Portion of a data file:
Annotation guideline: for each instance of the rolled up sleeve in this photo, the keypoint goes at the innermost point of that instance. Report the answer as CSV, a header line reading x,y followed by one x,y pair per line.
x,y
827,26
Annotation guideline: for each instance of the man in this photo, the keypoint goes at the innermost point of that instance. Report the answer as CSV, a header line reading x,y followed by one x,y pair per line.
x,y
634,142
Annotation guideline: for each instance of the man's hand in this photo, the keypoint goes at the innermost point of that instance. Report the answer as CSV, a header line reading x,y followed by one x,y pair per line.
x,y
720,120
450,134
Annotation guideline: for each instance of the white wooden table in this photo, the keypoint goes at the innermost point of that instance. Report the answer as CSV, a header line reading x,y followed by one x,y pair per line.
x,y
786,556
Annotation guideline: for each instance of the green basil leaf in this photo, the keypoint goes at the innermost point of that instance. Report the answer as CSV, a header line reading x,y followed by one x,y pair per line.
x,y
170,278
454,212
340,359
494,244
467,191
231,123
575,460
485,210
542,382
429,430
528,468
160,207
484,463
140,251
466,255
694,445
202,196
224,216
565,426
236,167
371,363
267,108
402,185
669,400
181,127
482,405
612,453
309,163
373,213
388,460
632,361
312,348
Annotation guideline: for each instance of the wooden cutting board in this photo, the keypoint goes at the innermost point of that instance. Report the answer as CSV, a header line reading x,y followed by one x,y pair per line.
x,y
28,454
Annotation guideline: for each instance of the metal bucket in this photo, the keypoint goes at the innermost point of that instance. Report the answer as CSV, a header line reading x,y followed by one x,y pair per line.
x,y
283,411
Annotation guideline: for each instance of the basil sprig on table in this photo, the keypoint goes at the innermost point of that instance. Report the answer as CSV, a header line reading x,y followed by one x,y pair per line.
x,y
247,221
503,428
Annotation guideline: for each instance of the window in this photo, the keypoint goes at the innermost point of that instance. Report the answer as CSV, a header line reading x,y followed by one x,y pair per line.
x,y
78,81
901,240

Short task: Rewrite the material from the line containing "Annotation guideline: for each instance of the metal" through the final line, including both of those lines. Add -36 to every coordinate in the answers and keep all other text unchanged.

Solution to this problem:
Annotation guideline: for each instance of the metal bucket in this photo, the keypoint goes at the innermost point of that instance. Report the answer as CSV, a header line reading x,y followed by one x,y pair per line.
x,y
247,375
Annotation guideline: for each instance of the basil sprig on table in this photo, the keypoint goes at the innermost point of that instance. Report the answer as CSV, a header line reading x,y followed by one x,y pair per line.
x,y
211,185
467,392
Annotation guideline: for each instance of the window in this photo, the keypoint goes at the innermost point of that instance. Report the answer as CSV, a header line reading x,y followed by one x,y pair per line.
x,y
42,45
865,204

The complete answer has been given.